**TEXTE FOURNI**
▬▬▬

Brèves juridiques

Une commission rogatoire rédigée en des termes généraux ne constitue pas le contrôle préalable requis pour autoriser l’accès aux données de connexion

By 23 novembre 2022 No Comments

Le 25 octobre 2022[1], la Chambre criminelle de la Cour de cassation a rendu sa décision sur le pourvoi formé contre un arrêt de la Chambre de l’instruction de Paris ayant refusé de prononcer l’annulation des procès-verbaux d’exploitation des données de connexion du requérant ; lequel était mis en examen des chefs de « vols, recel, modification frauduleuse des données d’un système de traitement automatisé mis en œuvre par l’Etat, en bande organisée, et association de malfaiteurs ».

▬▬▬

**CONSIGNE**
D'après la brève sur la commission rogatoire, quelle chambre de la Cour de cassation a rendu la décision du 25 octobre 2022 ? Les enregistrements ne servent à rien ici.

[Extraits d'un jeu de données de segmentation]
▬▬▬

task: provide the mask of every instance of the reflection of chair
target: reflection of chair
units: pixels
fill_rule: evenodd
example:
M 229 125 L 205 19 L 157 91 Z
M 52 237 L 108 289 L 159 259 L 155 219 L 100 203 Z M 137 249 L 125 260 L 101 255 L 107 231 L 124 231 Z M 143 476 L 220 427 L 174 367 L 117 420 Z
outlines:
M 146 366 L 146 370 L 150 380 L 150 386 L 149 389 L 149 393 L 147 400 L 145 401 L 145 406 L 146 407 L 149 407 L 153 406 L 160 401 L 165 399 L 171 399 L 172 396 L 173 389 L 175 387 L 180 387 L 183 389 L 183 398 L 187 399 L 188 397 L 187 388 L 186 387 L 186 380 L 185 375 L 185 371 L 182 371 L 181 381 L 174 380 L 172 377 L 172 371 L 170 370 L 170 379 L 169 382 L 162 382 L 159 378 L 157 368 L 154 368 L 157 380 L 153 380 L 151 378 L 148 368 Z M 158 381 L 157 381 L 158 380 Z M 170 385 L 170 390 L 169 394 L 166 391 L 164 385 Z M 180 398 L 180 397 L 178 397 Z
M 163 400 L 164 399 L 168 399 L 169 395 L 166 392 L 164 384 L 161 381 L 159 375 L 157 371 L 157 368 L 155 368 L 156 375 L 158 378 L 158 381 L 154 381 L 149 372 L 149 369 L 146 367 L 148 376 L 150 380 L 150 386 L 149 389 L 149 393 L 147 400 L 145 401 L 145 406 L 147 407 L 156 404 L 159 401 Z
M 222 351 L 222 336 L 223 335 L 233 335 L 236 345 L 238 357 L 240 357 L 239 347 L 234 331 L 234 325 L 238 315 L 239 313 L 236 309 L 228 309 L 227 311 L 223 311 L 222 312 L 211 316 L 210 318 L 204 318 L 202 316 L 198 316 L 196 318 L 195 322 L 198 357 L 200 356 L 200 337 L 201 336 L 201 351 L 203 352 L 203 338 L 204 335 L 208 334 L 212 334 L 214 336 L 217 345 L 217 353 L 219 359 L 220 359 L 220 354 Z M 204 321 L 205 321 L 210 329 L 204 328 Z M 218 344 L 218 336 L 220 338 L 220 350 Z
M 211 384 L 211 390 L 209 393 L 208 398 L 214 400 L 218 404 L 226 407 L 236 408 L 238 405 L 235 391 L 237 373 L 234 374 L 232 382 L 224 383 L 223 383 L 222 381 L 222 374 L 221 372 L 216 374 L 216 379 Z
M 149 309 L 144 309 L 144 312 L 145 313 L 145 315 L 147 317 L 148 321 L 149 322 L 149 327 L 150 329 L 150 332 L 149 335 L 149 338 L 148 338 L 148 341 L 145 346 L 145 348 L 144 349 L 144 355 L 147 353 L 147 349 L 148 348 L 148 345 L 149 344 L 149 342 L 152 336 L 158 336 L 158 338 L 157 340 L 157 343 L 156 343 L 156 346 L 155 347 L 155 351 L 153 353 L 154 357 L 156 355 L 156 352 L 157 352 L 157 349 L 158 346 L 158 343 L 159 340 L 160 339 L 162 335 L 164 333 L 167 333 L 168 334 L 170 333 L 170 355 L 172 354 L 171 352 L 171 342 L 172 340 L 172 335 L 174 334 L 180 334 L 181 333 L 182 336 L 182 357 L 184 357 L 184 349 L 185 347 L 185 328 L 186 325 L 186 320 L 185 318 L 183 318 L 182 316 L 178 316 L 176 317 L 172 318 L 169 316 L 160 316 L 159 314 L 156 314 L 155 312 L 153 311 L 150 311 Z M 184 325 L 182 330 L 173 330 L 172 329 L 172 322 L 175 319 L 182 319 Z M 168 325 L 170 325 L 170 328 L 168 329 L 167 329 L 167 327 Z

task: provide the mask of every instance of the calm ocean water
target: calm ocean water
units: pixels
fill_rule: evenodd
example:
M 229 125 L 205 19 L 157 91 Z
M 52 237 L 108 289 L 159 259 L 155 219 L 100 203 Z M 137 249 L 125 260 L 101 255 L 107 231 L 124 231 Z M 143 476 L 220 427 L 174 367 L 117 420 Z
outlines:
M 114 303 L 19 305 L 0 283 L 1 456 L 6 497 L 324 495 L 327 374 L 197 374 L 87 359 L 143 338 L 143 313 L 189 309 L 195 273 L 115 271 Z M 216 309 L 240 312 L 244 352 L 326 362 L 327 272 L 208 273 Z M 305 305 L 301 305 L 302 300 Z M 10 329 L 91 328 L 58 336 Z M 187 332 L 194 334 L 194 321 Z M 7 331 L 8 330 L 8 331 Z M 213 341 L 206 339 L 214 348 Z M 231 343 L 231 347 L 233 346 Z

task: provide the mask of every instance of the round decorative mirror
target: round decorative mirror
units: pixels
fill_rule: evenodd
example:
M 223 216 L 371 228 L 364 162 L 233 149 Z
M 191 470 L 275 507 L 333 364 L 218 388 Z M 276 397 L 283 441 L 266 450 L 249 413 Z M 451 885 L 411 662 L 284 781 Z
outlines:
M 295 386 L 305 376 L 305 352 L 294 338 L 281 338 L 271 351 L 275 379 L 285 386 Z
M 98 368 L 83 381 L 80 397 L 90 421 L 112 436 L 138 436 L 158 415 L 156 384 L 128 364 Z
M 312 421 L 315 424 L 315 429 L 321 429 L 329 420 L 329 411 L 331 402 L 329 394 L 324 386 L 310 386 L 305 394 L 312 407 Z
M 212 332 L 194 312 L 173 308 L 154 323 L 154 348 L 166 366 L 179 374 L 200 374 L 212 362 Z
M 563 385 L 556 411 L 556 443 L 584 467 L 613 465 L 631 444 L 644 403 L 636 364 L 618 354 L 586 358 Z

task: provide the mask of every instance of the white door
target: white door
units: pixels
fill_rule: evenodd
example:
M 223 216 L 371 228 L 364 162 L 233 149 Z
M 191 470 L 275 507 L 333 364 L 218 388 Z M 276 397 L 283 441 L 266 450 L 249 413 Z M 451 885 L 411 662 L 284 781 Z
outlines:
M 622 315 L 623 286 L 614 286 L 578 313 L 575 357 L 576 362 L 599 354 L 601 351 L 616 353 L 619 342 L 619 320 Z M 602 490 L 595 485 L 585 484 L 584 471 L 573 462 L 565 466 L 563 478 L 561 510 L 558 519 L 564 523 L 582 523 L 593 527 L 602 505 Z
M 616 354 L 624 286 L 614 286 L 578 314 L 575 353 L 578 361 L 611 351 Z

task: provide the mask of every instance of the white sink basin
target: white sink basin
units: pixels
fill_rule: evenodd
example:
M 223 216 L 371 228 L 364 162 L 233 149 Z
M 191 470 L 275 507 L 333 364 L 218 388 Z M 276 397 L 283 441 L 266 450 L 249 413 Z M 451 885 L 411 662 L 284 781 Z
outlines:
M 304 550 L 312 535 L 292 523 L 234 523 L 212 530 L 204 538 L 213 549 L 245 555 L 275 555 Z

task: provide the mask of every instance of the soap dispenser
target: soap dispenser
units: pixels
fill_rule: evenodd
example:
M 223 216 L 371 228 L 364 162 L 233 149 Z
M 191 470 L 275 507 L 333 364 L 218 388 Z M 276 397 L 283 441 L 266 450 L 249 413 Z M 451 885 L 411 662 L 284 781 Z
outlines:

▬▬▬

**RÉPONSE**
La Chambre criminelle.